--- BEGIN GIVEN ENTRIES ---
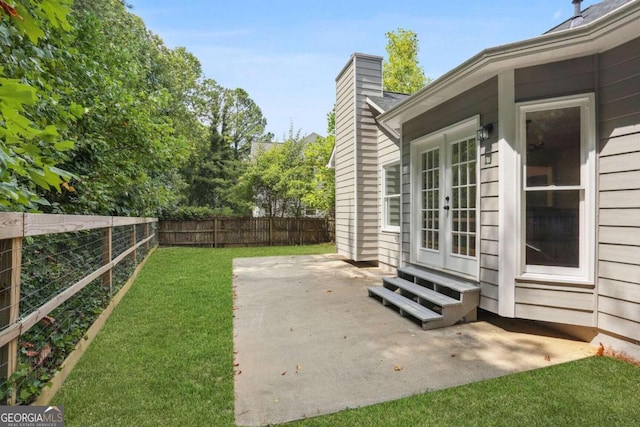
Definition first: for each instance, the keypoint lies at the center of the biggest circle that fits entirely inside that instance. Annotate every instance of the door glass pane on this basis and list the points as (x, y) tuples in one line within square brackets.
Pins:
[(463, 197), (430, 199), (553, 147), (553, 228)]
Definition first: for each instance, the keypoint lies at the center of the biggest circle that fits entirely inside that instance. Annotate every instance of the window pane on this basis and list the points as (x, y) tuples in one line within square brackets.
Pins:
[(553, 228), (553, 147), (393, 211), (392, 179)]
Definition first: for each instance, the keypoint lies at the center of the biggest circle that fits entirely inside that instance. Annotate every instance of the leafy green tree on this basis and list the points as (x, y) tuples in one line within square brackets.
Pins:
[(31, 114), (234, 122), (127, 151), (317, 154), (401, 70), (278, 178)]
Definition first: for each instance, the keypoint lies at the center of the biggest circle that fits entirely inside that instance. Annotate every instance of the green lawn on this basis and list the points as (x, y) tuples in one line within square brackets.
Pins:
[(165, 358)]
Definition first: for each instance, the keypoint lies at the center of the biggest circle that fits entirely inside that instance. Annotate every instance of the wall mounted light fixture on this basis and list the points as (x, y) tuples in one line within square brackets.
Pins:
[(484, 132)]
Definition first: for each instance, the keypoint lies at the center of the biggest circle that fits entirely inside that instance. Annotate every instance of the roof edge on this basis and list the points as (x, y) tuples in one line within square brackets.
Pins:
[(579, 36)]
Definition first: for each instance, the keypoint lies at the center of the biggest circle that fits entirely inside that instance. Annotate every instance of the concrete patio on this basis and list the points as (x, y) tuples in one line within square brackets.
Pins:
[(308, 341)]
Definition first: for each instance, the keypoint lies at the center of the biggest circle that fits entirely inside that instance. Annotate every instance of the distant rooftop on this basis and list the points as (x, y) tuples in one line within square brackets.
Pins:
[(590, 14), (260, 146)]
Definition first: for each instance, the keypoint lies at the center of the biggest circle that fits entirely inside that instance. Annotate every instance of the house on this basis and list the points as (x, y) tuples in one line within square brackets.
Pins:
[(277, 205), (511, 183)]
--- END GIVEN ENTRIES ---
REQUIRED TASK:
Rewrite all of the items above as a two-column CSV with the headers "prompt" and "points", one row per item, putting each item's text and its answer in their own quoted field with any line breaks replaced by spaces. Leave the pictures out.

RESPONSE:
prompt,points
"Definition first: for each instance, the keypoint lies at the center of the biggest circle that fits entirely inside that instance. Annotate every instance of the door glass pane on this basis and list the points as (x, y) tuples in one line within square brackets. Pins:","[(463, 197), (430, 199), (553, 147), (553, 228)]"
"Definition first: for each instance, the keypoint lies at the center of the biggest circle that fits entirely inside that instance. Annotate every instance of the window pane on this basis and list the points as (x, y) tuples in one line within square brackets. Pins:","[(553, 228), (553, 147), (393, 211), (392, 179)]"
"Definition first: for each instance, the keypoint lies at the center of the biggest circle that fits entirely inside that instance. Annotate every instance of the leafy green tree on this basis and list the points as (x, y) tuples in one line within square brackets. Pins:","[(31, 114), (234, 122), (127, 151), (317, 154), (401, 70), (278, 178)]"
"Definition first: for each instance, the keypoint lies at the center of the biggest circle that fits entirely inside that instance. Annotate every instance of the green lawn on this basis and list the points as (x, y) tuples in one line within square brackets. Pins:","[(165, 358)]"
"Definition first: for each instance, the keypoint lies at the center of the biggest circle that fits entirely inside that instance. Annotate every instance of the wall mounted light fixture on this basis and list the points as (x, y) tuples in one line within square brackets. Pins:","[(484, 132)]"
"Definition first: for each instance, the keypoint lies at the center of the biggest circle that fits entirely inside that instance. Annotate every instance of the roof edge on this basis and list the points as (x, y) tuples in one line within square brackets. Pins:","[(579, 36)]"
"Definition first: for each instance, the keypoint lies at the center of the biggest circle that fits entirely inside that instance. Annotate every instance of the concrete patio on this basis and list the points as (x, y) tuples in one line within square brackets. Pins:","[(308, 341)]"
"Definition first: for each instance, the keypoint lies at the center of the biggest circle that fits entirely inside that instance. Annotate every instance of the distant rooftop on this basis and list the points as (x, y) tuples in one line within square brackets. Pins:","[(590, 14), (260, 146)]"
"Definition first: for each instance, the keypoint lies at the center of the biggest circle that fits entirely inside that instance. Annotate every instance of the house on this basis and list the points as (x, y) tuples in one line within square brackets. Pins:","[(277, 205), (511, 183)]"